(Bounding-box lines)
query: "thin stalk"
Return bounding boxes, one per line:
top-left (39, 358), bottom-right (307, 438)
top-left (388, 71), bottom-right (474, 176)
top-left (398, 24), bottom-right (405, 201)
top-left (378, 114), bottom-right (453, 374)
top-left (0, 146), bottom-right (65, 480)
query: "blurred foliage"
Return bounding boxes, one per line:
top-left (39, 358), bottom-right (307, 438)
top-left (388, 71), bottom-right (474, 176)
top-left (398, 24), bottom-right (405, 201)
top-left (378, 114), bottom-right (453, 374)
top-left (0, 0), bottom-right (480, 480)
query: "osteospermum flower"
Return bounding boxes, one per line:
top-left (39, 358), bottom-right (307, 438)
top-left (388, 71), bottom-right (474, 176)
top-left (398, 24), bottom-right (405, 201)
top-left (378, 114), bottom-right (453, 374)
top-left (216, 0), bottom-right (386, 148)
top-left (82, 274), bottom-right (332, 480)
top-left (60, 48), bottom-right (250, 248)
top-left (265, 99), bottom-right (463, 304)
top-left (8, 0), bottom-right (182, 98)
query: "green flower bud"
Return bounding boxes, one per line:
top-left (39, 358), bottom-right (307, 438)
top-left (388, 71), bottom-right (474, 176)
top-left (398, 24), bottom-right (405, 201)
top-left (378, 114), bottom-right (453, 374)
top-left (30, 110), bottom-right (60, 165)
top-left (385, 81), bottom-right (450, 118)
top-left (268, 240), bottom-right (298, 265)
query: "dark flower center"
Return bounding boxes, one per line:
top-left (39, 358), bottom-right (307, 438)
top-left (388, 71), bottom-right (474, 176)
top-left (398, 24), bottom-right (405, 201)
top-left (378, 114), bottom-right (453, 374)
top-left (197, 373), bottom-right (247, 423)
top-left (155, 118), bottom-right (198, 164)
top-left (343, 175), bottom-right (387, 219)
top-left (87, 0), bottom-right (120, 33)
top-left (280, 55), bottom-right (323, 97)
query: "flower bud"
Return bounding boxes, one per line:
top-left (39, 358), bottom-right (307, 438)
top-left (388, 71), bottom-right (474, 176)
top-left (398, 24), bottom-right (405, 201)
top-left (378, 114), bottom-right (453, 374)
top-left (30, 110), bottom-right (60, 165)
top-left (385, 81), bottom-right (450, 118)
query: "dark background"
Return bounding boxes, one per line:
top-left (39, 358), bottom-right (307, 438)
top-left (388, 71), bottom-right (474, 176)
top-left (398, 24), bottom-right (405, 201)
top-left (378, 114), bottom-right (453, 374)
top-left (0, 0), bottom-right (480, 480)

▶ [Required work]
Show every line above that contains the word "flower", copying each one in full.

▶ [Response for this exercise]
query: "osteospermum flower"
query: "green flower bud"
query: "dark flower center"
query: "flower bud"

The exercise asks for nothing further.